### Objective
Copy out, unchanged, the lines of the entries below, starting with the line containing "the bowl rim" and continuing through the line containing "Query: bowl rim".

====== Dataset excerpts

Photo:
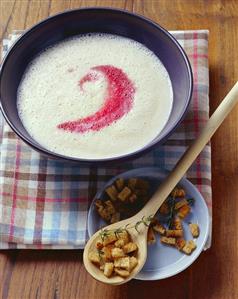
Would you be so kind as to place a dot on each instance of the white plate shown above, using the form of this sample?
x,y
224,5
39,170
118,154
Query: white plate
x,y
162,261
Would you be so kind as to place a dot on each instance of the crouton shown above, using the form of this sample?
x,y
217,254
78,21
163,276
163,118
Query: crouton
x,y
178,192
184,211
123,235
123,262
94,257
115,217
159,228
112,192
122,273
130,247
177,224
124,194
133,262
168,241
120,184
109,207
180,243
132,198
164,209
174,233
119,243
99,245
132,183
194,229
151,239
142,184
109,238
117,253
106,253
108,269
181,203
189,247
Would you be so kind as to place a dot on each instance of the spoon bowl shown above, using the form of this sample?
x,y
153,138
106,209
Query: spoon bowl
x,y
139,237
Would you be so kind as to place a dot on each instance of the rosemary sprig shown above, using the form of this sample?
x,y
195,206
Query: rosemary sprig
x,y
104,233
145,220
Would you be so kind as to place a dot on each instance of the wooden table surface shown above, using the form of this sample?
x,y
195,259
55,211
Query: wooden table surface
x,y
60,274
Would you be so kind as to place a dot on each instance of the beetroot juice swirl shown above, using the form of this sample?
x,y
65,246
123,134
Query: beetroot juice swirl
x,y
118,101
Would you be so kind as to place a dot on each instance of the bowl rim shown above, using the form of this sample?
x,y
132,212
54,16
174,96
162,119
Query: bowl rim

============
====== Dataset excerpts

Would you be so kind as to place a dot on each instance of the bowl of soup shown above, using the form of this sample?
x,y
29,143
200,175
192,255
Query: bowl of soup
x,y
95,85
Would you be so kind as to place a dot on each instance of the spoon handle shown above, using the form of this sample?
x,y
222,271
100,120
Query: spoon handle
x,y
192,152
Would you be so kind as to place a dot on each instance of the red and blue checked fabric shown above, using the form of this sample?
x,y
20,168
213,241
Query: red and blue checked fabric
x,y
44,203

============
====== Dataset excerpts

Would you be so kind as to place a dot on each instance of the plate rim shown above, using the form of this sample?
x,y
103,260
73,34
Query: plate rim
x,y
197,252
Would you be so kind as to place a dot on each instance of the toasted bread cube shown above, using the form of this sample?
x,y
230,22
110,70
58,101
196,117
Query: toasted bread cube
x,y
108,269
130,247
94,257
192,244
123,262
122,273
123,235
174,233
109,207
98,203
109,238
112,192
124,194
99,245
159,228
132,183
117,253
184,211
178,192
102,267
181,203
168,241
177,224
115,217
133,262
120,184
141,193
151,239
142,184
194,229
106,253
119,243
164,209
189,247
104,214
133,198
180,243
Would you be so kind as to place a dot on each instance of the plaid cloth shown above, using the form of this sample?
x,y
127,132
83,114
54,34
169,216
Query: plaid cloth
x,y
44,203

============

### Task solution
Would you be so kind as to place a dot on each instance of the bowl rim shown above, using the form of this sample?
x,y
132,212
54,16
174,96
162,119
Query: bowl rim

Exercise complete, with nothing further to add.